# [WORK TO COMPLETE]
**1)** In the article on farm debt, on which radio station did Premier Colin Barnett make his comments?
**2)** Retype the part of the farm debt article that opens with the words containing "Westpac head of" and closes with "leave the land.".

Westpac head of grain WA Chris Moore.

AGRIBUSINESS representatives have stood by the Premier after his controversial comments last week saying some farmers may need to leave the land.

Premier Colin Barnett received a major backlash from farmers after he ruled that the government would not be taking on farm debts.

"We will do all we can to see that farmers can place a crop in but it's got to be farmers who are viable," Mr Barnett said on ABC radio last week.

"It sounds a cruel and hard thing to say but some farmers probably do need to leave.

"I think most farmers realistically know that the State is not going to start interest rate subsidies across the board or it's not going to start taking over the risks or debts of farmers; that's not going to happen."

Those comments sparked major criticism from Merredin Agriculture in Crisis organiser and Muntadgin Farming Alliance co-spokesperson Scott Stirrat who wanted to know what farmers were supposed to do.

"We are not just dealing with a few badly managed businesses here," Mr Stirrat said.

"If growers cannot obtain carry-on finance this season they will not be considered viable businesses and according to the Premier they too should 'walk away'.

"If that's the case we will be looking at a mass exit from the industry very soon."

The group was also angered by a letter sent by Pastoralists and Graziers Association (PGA) president Rob Gillam expressing the lobby groups objection to the introduction of interest rate transaction subsidies as a measure to assist growers in marginal areas affected by adverse climactic conditions.

# [DATA RECORDS]
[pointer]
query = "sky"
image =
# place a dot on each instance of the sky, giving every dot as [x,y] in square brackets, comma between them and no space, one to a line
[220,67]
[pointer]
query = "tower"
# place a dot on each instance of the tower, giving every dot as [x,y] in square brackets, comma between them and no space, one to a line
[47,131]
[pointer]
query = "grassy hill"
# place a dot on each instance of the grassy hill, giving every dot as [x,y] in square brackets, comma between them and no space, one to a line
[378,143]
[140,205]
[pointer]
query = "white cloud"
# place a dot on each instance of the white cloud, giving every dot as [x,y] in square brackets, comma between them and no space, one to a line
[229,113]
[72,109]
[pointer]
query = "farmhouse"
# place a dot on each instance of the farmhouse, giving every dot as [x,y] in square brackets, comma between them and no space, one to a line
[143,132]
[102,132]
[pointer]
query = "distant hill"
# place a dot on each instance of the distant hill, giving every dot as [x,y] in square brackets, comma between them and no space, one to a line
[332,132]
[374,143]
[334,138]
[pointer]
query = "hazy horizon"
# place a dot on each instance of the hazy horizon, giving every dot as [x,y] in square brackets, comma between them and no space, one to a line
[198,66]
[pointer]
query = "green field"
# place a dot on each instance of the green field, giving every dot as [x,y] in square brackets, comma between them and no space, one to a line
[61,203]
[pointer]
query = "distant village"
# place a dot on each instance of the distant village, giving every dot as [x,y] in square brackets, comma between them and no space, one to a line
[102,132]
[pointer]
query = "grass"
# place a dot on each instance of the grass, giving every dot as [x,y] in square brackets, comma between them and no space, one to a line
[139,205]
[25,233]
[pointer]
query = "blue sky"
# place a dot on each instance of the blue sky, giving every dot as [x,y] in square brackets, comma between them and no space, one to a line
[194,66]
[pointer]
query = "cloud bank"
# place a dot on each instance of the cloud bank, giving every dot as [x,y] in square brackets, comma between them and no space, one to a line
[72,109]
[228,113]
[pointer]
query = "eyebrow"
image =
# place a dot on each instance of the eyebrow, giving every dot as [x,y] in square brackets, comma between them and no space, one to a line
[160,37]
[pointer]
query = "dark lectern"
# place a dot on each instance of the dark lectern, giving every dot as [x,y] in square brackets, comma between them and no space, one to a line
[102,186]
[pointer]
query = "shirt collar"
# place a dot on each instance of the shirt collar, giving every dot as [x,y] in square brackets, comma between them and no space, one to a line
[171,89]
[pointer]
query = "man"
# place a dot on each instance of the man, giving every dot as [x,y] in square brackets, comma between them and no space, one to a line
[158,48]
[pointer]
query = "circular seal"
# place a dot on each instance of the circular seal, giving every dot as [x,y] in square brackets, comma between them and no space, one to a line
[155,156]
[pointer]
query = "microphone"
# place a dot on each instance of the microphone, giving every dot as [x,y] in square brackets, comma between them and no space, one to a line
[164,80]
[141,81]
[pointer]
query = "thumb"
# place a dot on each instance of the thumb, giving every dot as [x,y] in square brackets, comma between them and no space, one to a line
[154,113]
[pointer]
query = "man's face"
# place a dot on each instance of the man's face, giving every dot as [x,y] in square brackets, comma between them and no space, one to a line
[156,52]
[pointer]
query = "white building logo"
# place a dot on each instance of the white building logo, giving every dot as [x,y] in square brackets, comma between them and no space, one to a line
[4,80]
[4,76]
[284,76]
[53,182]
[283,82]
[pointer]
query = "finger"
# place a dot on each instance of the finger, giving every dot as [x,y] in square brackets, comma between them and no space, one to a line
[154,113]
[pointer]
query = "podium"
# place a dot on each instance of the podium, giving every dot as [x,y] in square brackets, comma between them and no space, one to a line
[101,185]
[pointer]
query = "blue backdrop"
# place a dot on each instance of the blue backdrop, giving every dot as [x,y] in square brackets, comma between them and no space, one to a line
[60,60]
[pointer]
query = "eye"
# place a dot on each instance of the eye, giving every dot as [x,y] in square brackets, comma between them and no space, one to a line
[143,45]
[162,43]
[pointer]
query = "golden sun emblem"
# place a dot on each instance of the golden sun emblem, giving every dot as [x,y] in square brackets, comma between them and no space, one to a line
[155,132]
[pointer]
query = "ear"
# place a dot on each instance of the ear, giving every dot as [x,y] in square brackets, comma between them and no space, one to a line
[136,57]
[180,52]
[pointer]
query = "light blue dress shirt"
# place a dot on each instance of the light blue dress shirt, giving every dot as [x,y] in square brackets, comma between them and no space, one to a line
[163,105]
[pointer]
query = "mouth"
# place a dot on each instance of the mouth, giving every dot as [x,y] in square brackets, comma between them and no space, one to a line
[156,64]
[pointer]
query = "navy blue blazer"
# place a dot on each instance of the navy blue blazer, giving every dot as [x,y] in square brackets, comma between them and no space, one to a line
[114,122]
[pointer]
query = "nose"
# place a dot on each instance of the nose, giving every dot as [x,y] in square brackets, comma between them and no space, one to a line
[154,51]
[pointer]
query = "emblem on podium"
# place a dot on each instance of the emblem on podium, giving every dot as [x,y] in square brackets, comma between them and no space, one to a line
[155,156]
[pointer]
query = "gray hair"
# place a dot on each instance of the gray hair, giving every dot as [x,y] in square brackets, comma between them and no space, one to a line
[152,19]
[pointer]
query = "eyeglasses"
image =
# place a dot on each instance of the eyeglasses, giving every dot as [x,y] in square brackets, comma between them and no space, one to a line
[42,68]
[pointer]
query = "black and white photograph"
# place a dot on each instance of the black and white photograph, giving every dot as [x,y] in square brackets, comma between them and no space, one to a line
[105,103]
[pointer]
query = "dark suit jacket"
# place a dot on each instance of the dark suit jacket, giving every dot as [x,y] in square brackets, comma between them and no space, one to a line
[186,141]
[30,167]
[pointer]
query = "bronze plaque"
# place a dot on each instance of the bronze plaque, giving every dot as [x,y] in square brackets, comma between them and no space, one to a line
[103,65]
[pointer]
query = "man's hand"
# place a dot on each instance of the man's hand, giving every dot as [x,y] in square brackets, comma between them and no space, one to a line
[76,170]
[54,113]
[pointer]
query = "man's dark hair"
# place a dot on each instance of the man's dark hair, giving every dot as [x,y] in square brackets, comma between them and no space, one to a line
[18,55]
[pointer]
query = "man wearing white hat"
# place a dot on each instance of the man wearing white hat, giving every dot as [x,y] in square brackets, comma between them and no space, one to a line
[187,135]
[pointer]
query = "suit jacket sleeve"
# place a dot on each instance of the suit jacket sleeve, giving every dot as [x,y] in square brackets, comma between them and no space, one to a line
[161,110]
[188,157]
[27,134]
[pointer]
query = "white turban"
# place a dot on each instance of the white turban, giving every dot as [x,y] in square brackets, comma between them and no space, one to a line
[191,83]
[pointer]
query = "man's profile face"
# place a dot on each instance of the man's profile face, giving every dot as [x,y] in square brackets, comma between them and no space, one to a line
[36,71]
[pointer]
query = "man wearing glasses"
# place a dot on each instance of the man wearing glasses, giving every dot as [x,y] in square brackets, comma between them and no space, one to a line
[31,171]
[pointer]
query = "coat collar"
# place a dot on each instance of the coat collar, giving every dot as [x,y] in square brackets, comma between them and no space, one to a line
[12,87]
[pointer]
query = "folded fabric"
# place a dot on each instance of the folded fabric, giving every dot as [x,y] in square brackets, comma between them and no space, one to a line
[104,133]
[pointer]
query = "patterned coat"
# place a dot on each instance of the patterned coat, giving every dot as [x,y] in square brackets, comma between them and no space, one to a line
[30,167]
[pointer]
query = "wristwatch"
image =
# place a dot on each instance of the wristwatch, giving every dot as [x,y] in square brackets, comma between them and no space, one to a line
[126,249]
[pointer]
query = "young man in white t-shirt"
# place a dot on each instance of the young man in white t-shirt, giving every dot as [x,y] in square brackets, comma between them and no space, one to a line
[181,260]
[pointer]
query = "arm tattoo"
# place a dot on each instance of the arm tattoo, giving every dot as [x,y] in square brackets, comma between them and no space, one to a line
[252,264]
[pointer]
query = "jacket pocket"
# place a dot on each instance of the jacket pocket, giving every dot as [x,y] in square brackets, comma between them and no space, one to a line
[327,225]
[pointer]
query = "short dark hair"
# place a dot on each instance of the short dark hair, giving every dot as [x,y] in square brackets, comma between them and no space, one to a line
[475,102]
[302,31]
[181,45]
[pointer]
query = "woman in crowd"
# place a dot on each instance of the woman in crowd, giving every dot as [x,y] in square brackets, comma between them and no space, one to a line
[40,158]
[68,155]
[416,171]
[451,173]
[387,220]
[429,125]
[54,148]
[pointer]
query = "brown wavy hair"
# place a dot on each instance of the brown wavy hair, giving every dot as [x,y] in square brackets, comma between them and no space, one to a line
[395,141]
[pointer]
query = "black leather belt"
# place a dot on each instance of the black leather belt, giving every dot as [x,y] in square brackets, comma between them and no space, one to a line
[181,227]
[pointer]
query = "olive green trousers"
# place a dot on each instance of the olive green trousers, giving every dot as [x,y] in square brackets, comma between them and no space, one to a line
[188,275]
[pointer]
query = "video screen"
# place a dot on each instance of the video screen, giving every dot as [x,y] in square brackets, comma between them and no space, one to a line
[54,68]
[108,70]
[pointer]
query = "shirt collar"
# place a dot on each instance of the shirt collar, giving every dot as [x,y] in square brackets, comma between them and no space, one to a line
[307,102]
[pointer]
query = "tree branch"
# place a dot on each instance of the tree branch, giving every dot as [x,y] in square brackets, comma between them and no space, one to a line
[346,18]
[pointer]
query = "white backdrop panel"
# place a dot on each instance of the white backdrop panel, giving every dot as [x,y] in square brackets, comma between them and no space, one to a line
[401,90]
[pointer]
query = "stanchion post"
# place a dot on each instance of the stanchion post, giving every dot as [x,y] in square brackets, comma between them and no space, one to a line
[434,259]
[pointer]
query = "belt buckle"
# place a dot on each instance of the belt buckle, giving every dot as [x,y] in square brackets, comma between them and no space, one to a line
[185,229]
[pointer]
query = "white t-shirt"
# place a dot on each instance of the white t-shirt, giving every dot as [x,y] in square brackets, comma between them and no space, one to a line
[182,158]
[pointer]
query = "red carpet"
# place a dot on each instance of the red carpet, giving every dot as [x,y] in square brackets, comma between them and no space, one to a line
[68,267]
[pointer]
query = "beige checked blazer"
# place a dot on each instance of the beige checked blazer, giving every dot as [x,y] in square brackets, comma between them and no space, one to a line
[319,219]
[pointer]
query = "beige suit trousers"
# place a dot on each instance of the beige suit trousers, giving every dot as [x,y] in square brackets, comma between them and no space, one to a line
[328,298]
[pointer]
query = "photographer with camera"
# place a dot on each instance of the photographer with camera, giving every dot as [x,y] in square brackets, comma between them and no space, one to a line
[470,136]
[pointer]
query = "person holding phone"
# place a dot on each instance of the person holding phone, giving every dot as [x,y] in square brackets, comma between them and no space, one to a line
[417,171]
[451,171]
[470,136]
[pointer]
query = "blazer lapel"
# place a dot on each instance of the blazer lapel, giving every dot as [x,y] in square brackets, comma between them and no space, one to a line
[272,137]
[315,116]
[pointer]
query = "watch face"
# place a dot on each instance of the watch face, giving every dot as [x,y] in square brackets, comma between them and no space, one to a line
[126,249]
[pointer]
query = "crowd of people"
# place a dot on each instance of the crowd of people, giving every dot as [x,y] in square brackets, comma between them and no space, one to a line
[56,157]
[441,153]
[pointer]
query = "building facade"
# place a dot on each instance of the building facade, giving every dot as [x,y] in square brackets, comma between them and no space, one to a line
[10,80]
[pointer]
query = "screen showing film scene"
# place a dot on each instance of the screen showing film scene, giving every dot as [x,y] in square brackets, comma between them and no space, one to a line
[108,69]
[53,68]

# [EXERCISE SOLUTIONS]
**1)** ABC radio.

**2)**
Westpac head of grain WA Chris Moore.

AGRIBUSINESS representatives have stood by the Premier after his controversial comments last week saying some farmers may need to leave the land.